Arrange every line of the data below as a numbered list, leaving out any blank lines.

--- GIVEN RECORDS ---

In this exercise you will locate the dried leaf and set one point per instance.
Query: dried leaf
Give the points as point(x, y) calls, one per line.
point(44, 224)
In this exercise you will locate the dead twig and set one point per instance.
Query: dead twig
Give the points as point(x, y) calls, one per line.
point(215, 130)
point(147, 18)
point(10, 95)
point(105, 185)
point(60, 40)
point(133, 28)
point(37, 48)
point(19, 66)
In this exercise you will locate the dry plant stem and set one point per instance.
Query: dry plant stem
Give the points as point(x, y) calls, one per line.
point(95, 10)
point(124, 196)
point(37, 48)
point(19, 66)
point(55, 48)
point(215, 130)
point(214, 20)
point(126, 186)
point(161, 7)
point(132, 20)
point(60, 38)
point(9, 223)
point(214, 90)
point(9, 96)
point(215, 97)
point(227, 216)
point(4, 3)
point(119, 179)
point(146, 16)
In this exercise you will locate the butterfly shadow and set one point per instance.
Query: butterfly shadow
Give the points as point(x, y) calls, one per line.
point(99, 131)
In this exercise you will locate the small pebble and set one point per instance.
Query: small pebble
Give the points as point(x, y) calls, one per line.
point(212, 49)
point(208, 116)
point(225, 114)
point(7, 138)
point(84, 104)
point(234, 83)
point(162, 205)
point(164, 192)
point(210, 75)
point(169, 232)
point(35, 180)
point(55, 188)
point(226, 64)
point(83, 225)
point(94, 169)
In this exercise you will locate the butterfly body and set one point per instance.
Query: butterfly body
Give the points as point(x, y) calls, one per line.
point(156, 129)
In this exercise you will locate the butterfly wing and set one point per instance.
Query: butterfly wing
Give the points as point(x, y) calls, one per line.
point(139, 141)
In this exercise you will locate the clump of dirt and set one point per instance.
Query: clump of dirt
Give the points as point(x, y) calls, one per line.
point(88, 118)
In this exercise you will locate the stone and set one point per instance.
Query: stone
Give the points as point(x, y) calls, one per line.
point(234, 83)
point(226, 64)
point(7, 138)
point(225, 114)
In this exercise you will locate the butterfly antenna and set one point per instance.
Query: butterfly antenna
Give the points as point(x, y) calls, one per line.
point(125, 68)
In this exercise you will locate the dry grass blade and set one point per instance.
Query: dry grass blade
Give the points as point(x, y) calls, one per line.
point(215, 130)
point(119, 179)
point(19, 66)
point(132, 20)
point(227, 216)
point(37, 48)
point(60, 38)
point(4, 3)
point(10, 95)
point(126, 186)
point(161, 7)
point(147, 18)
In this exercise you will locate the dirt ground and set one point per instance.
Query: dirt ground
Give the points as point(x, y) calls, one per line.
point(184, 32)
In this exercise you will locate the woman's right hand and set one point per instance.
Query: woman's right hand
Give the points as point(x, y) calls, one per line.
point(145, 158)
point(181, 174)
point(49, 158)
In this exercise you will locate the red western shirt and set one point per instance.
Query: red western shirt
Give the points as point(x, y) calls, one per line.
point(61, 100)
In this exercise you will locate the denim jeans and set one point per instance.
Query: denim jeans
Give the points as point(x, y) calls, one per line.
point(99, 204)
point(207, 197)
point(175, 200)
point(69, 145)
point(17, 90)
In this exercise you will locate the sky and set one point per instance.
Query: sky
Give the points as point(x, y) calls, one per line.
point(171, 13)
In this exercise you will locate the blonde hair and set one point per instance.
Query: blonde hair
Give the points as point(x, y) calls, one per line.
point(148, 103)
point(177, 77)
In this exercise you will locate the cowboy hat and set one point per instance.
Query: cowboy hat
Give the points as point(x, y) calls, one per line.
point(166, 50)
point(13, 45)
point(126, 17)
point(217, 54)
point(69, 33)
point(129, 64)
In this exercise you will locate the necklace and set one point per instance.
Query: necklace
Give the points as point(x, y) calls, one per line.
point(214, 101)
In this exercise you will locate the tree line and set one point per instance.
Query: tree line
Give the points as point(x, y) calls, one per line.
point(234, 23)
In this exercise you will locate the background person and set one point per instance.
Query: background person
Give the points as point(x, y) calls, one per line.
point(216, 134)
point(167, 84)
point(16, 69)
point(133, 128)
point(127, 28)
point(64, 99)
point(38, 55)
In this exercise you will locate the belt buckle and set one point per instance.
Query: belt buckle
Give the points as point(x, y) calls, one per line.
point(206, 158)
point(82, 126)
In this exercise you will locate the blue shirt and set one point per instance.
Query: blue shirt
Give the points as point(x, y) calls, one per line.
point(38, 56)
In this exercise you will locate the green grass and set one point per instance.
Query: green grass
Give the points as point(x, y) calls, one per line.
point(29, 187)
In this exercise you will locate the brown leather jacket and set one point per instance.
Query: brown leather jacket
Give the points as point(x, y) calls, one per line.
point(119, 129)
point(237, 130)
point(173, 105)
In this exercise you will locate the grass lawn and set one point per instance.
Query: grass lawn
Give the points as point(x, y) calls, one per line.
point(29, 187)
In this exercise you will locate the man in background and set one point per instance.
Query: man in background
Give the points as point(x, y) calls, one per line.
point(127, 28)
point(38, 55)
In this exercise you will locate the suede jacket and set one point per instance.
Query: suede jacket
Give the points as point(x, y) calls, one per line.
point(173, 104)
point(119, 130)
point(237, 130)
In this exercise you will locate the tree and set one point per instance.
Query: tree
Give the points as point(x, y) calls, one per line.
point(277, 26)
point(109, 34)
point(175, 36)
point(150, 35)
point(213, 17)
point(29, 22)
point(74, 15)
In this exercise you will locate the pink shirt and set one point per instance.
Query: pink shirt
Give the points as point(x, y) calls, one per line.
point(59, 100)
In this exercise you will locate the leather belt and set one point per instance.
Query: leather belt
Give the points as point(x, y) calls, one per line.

---

#### EXPECTED ANSWER:
1. In this exercise you will locate the dried leaf and set one point per instance.
2. Query: dried leaf
3. Give the points as point(x, y) calls, one per line.
4. point(44, 224)
5. In this exercise you will locate the dead twig and set one point per instance.
6. Query: dead twig
7. Give the points as point(x, y) calls, one per line.
8. point(215, 130)
9. point(147, 18)
10. point(10, 95)
11. point(105, 185)
12. point(60, 40)
13. point(133, 28)
14. point(37, 48)
15. point(19, 66)
16. In this exercise you will locate the dry plant stem and set one point per instance.
17. Query: dry plant stem
18. Give the points as point(x, y) calls, one per line.
19. point(95, 10)
20. point(124, 196)
21. point(37, 48)
22. point(19, 66)
23. point(55, 48)
24. point(215, 130)
25. point(214, 20)
26. point(126, 186)
27. point(161, 7)
28. point(132, 20)
29. point(60, 38)
30. point(9, 223)
31. point(214, 90)
32. point(9, 96)
33. point(215, 97)
34. point(227, 216)
35. point(4, 3)
36. point(119, 179)
37. point(146, 16)
38. In this exercise you will locate the butterfly shadow and set one point per instance.
39. Query: butterfly shadow
40. Give the points as point(x, y) calls, one per line.
41. point(99, 131)
42. In this exercise you will locate the small pebble and set one point per instance.
43. Query: small pebble
44. Give the points as point(x, y) calls, one per line.
45. point(212, 49)
46. point(208, 116)
47. point(225, 114)
48. point(7, 138)
49. point(84, 104)
50. point(234, 83)
51. point(162, 205)
52. point(164, 192)
53. point(210, 75)
54. point(169, 232)
55. point(35, 180)
56. point(55, 188)
57. point(226, 64)
58. point(83, 225)
59. point(94, 169)
60. In this exercise you will locate the butterfly body and set one point per instance.
61. Query: butterfly body
62. Give the points as point(x, y) calls, one per line.
63. point(156, 129)
64. In this exercise you will locate the butterfly wing and set one point per instance.
65. Query: butterfly wing
66. Give the points as point(x, y) calls, one per line.
67. point(139, 141)
68. In this exercise you will locate the clump of dirt and set one point per instance.
69. Query: clump of dirt
70. Give the points as point(x, y) calls, one per line.
71. point(88, 118)
72. In this exercise you will locate the stone and set one point per instance.
73. Query: stone
74. Give the points as point(x, y) calls, one per line.
75. point(234, 83)
76. point(226, 64)
77. point(7, 138)
78. point(225, 114)
79. In this exercise you will locate the butterfly antenna and set one point per instance.
80. Query: butterfly antenna
81. Give the points as point(x, y) calls, one per line.
82. point(125, 68)
83. In this exercise you will locate the dry grass blade and set one point per instance.
84. Query: dry grass blade
85. Give the points as point(x, y) calls, one per line.
86. point(215, 130)
87. point(119, 179)
88. point(19, 66)
89. point(132, 20)
90. point(227, 216)
91. point(37, 48)
92. point(60, 38)
93. point(4, 3)
94. point(10, 95)
95. point(126, 186)
96. point(161, 7)
97. point(147, 18)
98. In this exercise you will locate the dirt ground and set one point per instance.
99. Query: dirt ground
100. Give the points as point(x, y) calls, one per line.
101. point(184, 32)
102. In this exercise you will locate the woman's right hand and set one point per instance.
103. Query: woman's right hand
104. Give the points as point(x, y) calls, one per line.
105. point(145, 158)
106. point(181, 174)
107. point(49, 158)
108. In this exercise you will locate the red western shirt and set one point per instance.
109. Query: red western shirt
110. Give the points as point(x, y) calls, one per line.
111. point(61, 100)
112. In this exercise you will locate the denim jeans and set one point per instance.
113. Query: denim jeans
114. Give the points as point(x, y) calls, one per line.
115. point(99, 204)
116. point(207, 197)
117. point(175, 200)
118. point(69, 145)
119. point(17, 90)
120. In this exercise you will locate the sky and set one point per instance.
121. Query: sky
122. Give the points as point(x, y) calls, one per line.
123. point(171, 13)
124. In this exercise you will locate the blonde hair and set one point per instance.
125. Query: blonde hair
126. Give the points as point(x, y) calls, one per line.
127. point(148, 103)
128. point(177, 77)
129. In this exercise you will locate the cowboy hat and set one point per instance.
130. Query: cowboy hat
131. Give the points as point(x, y) calls, one per line.
132. point(166, 50)
133. point(13, 45)
134. point(126, 17)
135. point(217, 54)
136. point(69, 33)
137. point(129, 64)
138. In this exercise you will locate the necklace and set one point per instance.
139. Query: necklace
140. Give the points as point(x, y) calls, one per line.
141. point(214, 101)
142. In this exercise you will locate the tree line and set one point per instance.
143. Query: tree line
144. Give the points as point(x, y) calls, one per line.
145. point(234, 23)
146. In this exercise you will locate the background person and set one point per instance.
147. Query: background person
148. Give the points as point(x, y) calls, one per line.
149. point(216, 134)
150. point(167, 84)
151. point(16, 69)
152. point(133, 128)
153. point(127, 28)
154. point(64, 99)
155. point(38, 55)
156. In this exercise you will locate the belt buckle and set one point per instance.
157. Query: belt buckle
158. Give the points as point(x, y) calls, one per line.
159. point(206, 158)
160. point(82, 126)
161. In this exercise you will locate the blue shirt and set one point per instance.
162. Query: blue shirt
163. Give the points as point(x, y) calls, one per line.
164. point(38, 56)
165. In this exercise you will locate the green grass and set one point per instance.
166. Query: green grass
167. Give the points as point(x, y) calls, one per line.
168. point(29, 187)
169. In this exercise you will locate the brown leather jacket and set one point per instance.
170. Query: brown leather jacket
171. Give the points as point(x, y) calls, one per line.
172. point(119, 129)
173. point(237, 130)
174. point(173, 105)
175. In this exercise you will locate the grass lawn and set one point per instance.
176. Query: grass lawn
177. Give the points as point(x, y) calls, one per line.
178. point(29, 187)
179. In this exercise you will locate the man in background and set one point per instance.
180. Query: man in background
181. Give the points as point(x, y) calls, one per line.
182. point(127, 28)
183. point(38, 55)
184. In this exercise you will locate the suede jacket and set one point per instance.
185. Query: suede jacket
186. Give the points as point(x, y) calls, one per line.
187. point(173, 104)
188. point(119, 130)
189. point(237, 130)
190. In this exercise you will locate the tree and set one point per instance.
191. Query: tree
192. Give the points as point(x, y) calls, one per line.
193. point(277, 26)
194. point(109, 34)
195. point(175, 36)
196. point(150, 35)
197. point(213, 17)
198. point(29, 22)
199. point(74, 15)
200. In this exercise you will locate the pink shirt and set one point per instance.
201. Query: pink shirt
202. Give the points as point(x, y) calls, one per line.
203. point(59, 100)
204. In this exercise you will locate the leather belt and set one point per instance.
205. Query: leather belt
206. Give the points as point(x, y) calls, one per line.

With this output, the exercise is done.